▶ [Exercise goal]:
Your task is to transcribe the entries below exactly, beginning with the line containing "Please indicate the floral" and ending with the final line, and to add nothing else.

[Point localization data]

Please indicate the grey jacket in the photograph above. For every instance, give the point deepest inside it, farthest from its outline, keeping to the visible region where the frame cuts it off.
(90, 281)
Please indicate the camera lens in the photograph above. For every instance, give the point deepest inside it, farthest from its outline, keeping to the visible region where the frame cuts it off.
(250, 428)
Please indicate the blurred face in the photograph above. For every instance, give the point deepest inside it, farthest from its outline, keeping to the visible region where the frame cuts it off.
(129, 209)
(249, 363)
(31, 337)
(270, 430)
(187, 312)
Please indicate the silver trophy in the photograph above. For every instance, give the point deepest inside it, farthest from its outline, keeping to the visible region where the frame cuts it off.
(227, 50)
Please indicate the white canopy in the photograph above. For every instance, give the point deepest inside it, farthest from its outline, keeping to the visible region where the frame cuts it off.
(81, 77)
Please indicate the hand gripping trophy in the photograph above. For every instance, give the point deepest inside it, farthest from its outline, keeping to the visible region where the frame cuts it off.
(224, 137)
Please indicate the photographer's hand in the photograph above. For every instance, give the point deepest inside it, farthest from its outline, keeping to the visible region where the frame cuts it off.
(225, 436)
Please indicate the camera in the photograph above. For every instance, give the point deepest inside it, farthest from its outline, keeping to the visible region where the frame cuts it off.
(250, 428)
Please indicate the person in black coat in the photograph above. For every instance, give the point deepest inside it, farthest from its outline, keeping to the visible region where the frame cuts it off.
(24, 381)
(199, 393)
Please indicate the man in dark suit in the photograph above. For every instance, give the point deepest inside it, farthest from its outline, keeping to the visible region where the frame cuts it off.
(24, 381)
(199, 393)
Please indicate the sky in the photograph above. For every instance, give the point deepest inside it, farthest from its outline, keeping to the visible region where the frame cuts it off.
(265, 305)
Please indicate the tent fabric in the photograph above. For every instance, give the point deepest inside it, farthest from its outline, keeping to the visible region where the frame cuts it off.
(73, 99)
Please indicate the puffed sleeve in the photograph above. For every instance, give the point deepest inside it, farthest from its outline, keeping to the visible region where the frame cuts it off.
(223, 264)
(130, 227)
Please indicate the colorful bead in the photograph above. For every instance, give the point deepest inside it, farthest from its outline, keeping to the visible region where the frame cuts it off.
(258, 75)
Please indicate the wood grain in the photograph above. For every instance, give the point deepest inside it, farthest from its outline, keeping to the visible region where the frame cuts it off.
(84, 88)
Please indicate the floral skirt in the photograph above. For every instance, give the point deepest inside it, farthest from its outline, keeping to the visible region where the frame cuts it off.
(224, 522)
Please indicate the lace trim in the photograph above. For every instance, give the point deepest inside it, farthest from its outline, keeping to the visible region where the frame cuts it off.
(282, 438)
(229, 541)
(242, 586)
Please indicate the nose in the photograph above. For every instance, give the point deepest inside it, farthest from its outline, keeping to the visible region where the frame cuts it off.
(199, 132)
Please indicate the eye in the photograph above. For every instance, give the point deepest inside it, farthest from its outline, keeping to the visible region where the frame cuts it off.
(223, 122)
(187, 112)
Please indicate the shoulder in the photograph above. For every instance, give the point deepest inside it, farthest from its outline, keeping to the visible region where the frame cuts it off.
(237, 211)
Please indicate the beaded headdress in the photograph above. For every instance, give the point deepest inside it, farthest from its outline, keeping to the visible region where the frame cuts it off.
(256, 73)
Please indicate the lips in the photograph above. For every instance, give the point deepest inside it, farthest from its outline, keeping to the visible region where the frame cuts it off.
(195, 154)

▶ [Answer section]:
Please indicate the floral skirt in the photograph above. For every instance, give the point deepest inside it, farthest from its outline, keeping to the visible region where the frame cuts it off.
(224, 522)
Please indicate the lace trim in the photograph above. For every instance, give the point deepest inside it, farthest from its outline, keeping to the visible region where the frame cuts it off.
(282, 438)
(229, 541)
(242, 586)
Please indicate the nose in the photograph above. For every instance, give the point deepest inside it, farthest from its outline, keeping to the visible region where the frame cuts it off.
(199, 132)
Please indicate the eye in the photograph above. For every instance, give the point deepest inside it, farthest from its outline, keeping to the visible region where the frame cuts it off.
(223, 122)
(187, 112)
Please indicate the shoulder in the photograph above. For every instance, give the point deepest inside it, farthest from its outline, keeping to the visible region where the frame cuts it off.
(237, 211)
Please indicate the beaded headdress in the photograph above. For every instance, give the point deepest inside it, farthest from its outline, keeping to the visible region where the frame cuts it off.
(256, 73)
Please indicate the lips in the photograph above. For every instance, give the point deepest inside it, farthest from its outline, keeping to the visible region where the frame cuts it off.
(195, 154)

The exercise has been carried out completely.